- Fonte:
───

As cartas deixaram de ser troca de mensagens e de ideias entre as pessoas. A marca indelével da escrita que o azul da tinta deixava no papel, e a caligrafia que a acompanhava eram um atestado da personalidade de quem as escrevia. Espécie de bilhete de identidade, ou mostra do seu ADN, a mão que se debruçava sobre o papel (a carta), trazia a nervura do momento e a sinceridade ou não, de quem escrevia. Pela carta e pela escrita se podia conhecer uma pessoa, quer chegada ou distante, no parentesco ou na amizade.
Os carteiros que as traziam e que conheciam o rosto e a voz do destinatário, nos idos anos sessenta do século passado, batiam à porta e a carta era recebida em mão, e nesse acto, de entrega, havia sempre uma troca de palavras amáveis.
Recordo uma amiga, que nesse tempo, tinha ido a Lisboa, escrevendo uma carta à mãe, no envelope escrevera em letras garrafais e redondas: ‘’Sr. carteiro, se a minha mãe não estiver em casa, deixe a carta à vizinha da frente’’.
É certo que a vida era mais pausada. O entretenimento era pouco, não havia televisão ou Internet, cada um procurava ocupar o tempo ouvindo as célebres peças teatrais no rádio, jogando a canasta ou a sueca, e a rapaziada mais nova não sofria de stress, pois galgava muros, tomava banhos, lutava entre si, e todas as mais tropelias que a idade lhes permitia, e se passavam as marcas, os pais admoestavam-os com um simples puxão de orelhas, quando não com umas valentes palmadas no ‘’traseiro’’. Nunca isso os traumatizou, tão pouco era necessário  levá-los ao psicólogo...
Isto vem a propósito de, há dias, em conversa com Manuela Cymbron Barbosa, me ter ela dito que tinha em seu poder correspondência do escultor Ernesto Canto da Maia dirigida a seu pai, Aníbal Cymbron Barbosa, entre os anos 50 e 70.
Deu-me a ler, autorizando-me a usá-las, apenas sete cartas e um postal. Duas escritas em francês, sendo a primeira de sua mulher Vera Pouritz, escrita a bordo do navio Lima, e a segunda, datada de Toulouse a 1 de Junho de 1959.
Uma outra, a terceira, é de 18 de Março de 1958, e ainda outras duas, a quarta e a quinta, com as datas de 8 de Dezembro de 1961 e de 20 de Maio de 1962.

───

- Registos guardados:
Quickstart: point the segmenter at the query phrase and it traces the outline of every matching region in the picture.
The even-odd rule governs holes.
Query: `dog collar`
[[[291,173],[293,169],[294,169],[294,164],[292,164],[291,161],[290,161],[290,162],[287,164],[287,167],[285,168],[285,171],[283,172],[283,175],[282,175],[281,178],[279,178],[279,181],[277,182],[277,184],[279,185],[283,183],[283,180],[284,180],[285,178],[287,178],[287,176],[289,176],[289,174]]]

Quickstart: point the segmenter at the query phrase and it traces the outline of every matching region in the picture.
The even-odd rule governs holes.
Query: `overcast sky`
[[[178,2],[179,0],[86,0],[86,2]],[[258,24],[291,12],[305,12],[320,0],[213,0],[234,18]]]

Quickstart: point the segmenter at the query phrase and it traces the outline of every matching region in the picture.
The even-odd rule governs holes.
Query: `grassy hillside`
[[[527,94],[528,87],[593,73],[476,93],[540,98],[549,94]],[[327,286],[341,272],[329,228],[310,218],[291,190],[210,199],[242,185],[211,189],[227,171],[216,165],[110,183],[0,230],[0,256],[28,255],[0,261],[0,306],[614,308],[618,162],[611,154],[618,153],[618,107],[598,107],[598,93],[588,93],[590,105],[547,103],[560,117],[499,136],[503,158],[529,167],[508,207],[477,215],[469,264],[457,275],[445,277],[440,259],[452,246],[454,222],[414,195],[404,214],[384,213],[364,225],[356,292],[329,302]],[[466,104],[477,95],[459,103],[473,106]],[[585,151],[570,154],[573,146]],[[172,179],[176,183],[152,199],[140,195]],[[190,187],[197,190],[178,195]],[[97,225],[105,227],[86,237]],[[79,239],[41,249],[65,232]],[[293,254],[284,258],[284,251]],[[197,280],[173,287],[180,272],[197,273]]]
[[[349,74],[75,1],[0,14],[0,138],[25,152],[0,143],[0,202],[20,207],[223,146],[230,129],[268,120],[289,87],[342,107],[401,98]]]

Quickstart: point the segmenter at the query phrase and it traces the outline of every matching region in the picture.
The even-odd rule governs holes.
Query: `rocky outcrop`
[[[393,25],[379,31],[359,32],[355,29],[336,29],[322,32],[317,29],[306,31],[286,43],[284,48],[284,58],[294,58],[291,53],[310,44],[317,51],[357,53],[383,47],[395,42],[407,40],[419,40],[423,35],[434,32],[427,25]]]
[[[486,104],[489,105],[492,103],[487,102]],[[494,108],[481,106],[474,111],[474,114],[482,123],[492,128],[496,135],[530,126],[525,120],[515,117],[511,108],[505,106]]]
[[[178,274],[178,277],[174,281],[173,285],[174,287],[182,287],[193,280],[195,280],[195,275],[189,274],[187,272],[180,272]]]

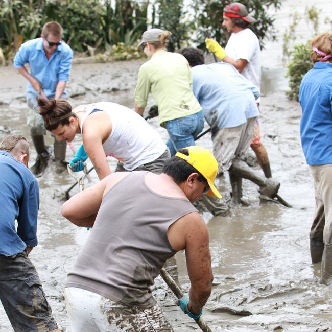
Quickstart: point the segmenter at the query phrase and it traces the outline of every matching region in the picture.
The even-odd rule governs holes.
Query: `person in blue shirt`
[[[315,185],[316,206],[310,231],[313,263],[321,261],[323,283],[332,281],[332,34],[312,42],[314,67],[303,77],[299,101],[302,108],[301,143]]]
[[[28,256],[38,242],[39,205],[29,156],[22,136],[8,136],[0,144],[0,300],[15,331],[60,331]]]
[[[41,116],[36,111],[38,96],[43,98],[65,99],[73,51],[63,40],[62,28],[57,22],[48,22],[42,28],[40,38],[29,40],[21,45],[14,59],[14,66],[25,77],[28,106],[27,124],[37,153],[36,163],[31,168],[36,176],[42,174],[47,166],[49,153],[45,146],[46,134]],[[29,64],[30,73],[25,67]],[[55,139],[56,159],[63,161],[66,144]]]
[[[241,202],[243,178],[260,187],[262,199],[273,197],[280,183],[260,176],[243,160],[248,153],[259,115],[256,104],[259,97],[258,88],[230,64],[204,64],[203,52],[198,49],[184,48],[179,53],[192,67],[193,91],[211,126],[218,172],[228,171],[229,174],[233,202]]]

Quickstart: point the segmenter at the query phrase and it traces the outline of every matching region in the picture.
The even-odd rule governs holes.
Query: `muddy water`
[[[298,1],[296,8],[300,12],[312,3]],[[318,7],[323,8],[323,4],[318,2]],[[294,7],[293,2],[285,2],[277,14],[279,36],[288,26],[288,13]],[[301,27],[299,34],[305,39],[310,32]],[[229,217],[203,214],[210,232],[215,275],[212,293],[203,317],[214,331],[312,331],[332,328],[332,292],[318,282],[319,265],[311,263],[309,231],[314,211],[314,191],[299,142],[300,109],[297,103],[288,101],[284,96],[287,82],[281,45],[280,39],[276,43],[269,42],[263,53],[260,122],[273,175],[281,183],[279,194],[293,207],[273,203],[259,205],[257,187],[245,180],[244,195],[251,203],[249,207],[233,208]],[[68,85],[69,101],[76,106],[105,100],[132,108],[137,73],[142,62],[74,65]],[[26,82],[11,66],[0,68],[0,138],[9,131],[30,137],[25,124]],[[150,100],[149,103],[152,101]],[[167,132],[158,126],[156,119],[149,121],[165,139]],[[51,145],[51,137],[49,134],[46,137]],[[211,147],[208,134],[199,141],[203,147]],[[80,144],[79,137],[74,142],[76,148]],[[73,154],[68,147],[67,158]],[[32,161],[35,158],[32,149]],[[114,161],[109,162],[114,167]],[[86,186],[98,181],[93,172],[90,177],[86,180]],[[70,331],[63,287],[66,273],[88,232],[78,229],[61,216],[64,193],[75,182],[66,170],[52,163],[38,181],[39,243],[30,256],[57,321]],[[229,189],[227,177],[218,181],[222,191]],[[78,191],[76,187],[70,194]],[[181,283],[187,290],[189,280],[183,253],[178,253],[177,259]],[[192,320],[174,305],[174,299],[165,297],[164,289],[163,282],[157,278],[154,294],[175,330],[195,329]],[[0,306],[0,331],[11,330]]]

───

- Objetivos:
A. Por favor, repita tal como está no texto sobre as cartas o trecho que começa nas palavras que contêm "Deu-me a ler, autorizando-me" e termina em "Maio de 1962.".
B. Segundo o texto sobre as cartas, onde foi escrita a carta de Vera Pouritz?

- Resolução das tarefas:
A.
Deu-me a ler, autorizando-me a usá-las, apenas sete cartas e um postal. Duas escritas em francês, sendo a primeira de sua mulher Vera Pouritz, escrita a bordo do navio Lima, e a segunda, datada de Toulouse a 1 de Junho de 1959.
Uma outra, a terceira, é de 18 de Março de 1958, e ainda outras duas, a quarta e a quinta, com as datas de 8 de Dezembro de 1961 e de 20 de Maio de 1962.

B. A bordo do navio Lima.